Can you copy each line of the records below without changing anything?

Records from a point annotation dataset
— start —

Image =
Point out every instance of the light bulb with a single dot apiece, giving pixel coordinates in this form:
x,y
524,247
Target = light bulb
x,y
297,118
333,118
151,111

— end —

SOLUTION TO THE PROBLEM:
Image =
Point out every instance of the light bulb with a single dot apiece, giving pixel coordinates in this form:
x,y
524,247
Target = light bulb
x,y
297,118
333,118
151,111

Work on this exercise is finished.